In Brussel is Arno Hintjens op 72-jarige leeftijd overleden. Hij was een levensgenieter, een podiumbeest en een authentieke zanger. Nu zullen anderen moeten zingen dat het leven ‘magnifique’ is.
Peter Vantyghem – De Standaard
Le plus beau is niet meer. Arno Hintjens overleed vandaag op 72-jarige leeftijd in zijn appartement in Brussel, omringd door zijn familie. Velen zullen hem missen. In de voorbije weken leefde Vlaanderen mee met zijn laatste strijd: hij kreeg een lintje van de koning, en een ferme schouderklop van de luisteraars van radio 1, die zijn song ‘Les yeux de ma mère’ naar de top van hun jaarlijkse Classics-referendum stemden.
Zijn ultieme concerten in Brussel en Oostende lieten een man zien die met pijn op het podium stond, en afscheid nam zoals we hem vijftig jaar lang meemaakten: als zanger met een volstrekt eigen stijl. Van de natuur kreeg hij geen perfecte zangstem mee, noten lezen kon hij niet en zijn instrumentale kennis bleef beperkt tot de mondharmonica. Maar het podium was waar hij zich het best voelde, en waar zijn publiek hem het best aanvoelde.
Niemand kon tot het einde met meer recht het leven bezingen als ‘oh la la la c’est magnifique.’ Al gebeurde dat steeds moeizamer.
Ongelijke strijd
Dat hij pancreaskanker had, was algemeen bekend. En ook al was hij er in de herfst van 2019 vroeg bij, de strijd was van in het begin ongelijk.

----

WAT TE DOEN:
(a) Beantwoord deze vragen aan de hand van de tekst over Arno Hintjens:
(i) In welke stad overleed hij?
(ii) Welk nummer van hem stemden de luisteraars van Radio 1 naar de top van hun jaarlijkse Classics-referendum?
(iii) Tot welk instrument bleef zijn instrumentale kennis beperkt?
(b) Leg in één tot drie zinnen uit hoe Vlaanderen volgens de tekst over Arno Hintjens de voorbije weken meeleefde met zijn laatste strijd.
(c) Schrijf de tekst over Arno Hintjens verder na de laatste zin.
De gegevens staan los van de tekst over Arno Hintjens.

GEGEVENS OEFENING:
----

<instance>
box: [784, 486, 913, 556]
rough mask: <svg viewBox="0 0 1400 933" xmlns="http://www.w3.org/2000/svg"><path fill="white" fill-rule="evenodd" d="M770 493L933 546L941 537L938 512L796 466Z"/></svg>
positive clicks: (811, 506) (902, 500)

----

RESULTATEN OP VOLGORDE:
(a)
(i) In Brussel, in zijn appartement.
(ii) ‘Les yeux de ma mère’.
(iii) De mondharmonica.

(b) Hij kreeg een lintje van de koning. Daarnaast gaven de luisteraars van Radio 1 hem een ferme schouderklop door zijn song ‘Les yeux de ma mère’ naar de top van hun jaarlijkse Classics-referendum te stemmen.

(c)
In zijn Brusselse appartement hing een handgeschreven poster aan de muur, met daarop de oppepper:
‘There is always light in the darkness’.
Dat gaf hem kracht om het pianoalbum Vivre op te nemen, dat in mei 2021 verscheen, maar de rest van dat jaar werd voor hem een calvarietocht, met tijdelijke immobiliteit. Twee steunpilaren in zijn leven, zijn muziekpartner Paul Couter en zijn ex-leraar Hubert Decleer, overleden kort na elkaar.
Toen hij begin 2022 na vele maanden weer kort optrad voor Radio 1, had hij de dag ervoor gehoord dat er geen hoop meer was. Maar hij zong en vroeg wat hij nodig zou hebben: ‘Give me power, de la force’ (‘Ha Ha’).
Wat zal blijven, is een oeuvre van 24 studio-albums – en finaal volgt binnenkort een 25ste. Ongeveer 260 eigen liedjes, een vijftigtal covers en duetten, enkele filmrollen en de herinnering aan een geweldige entertainer.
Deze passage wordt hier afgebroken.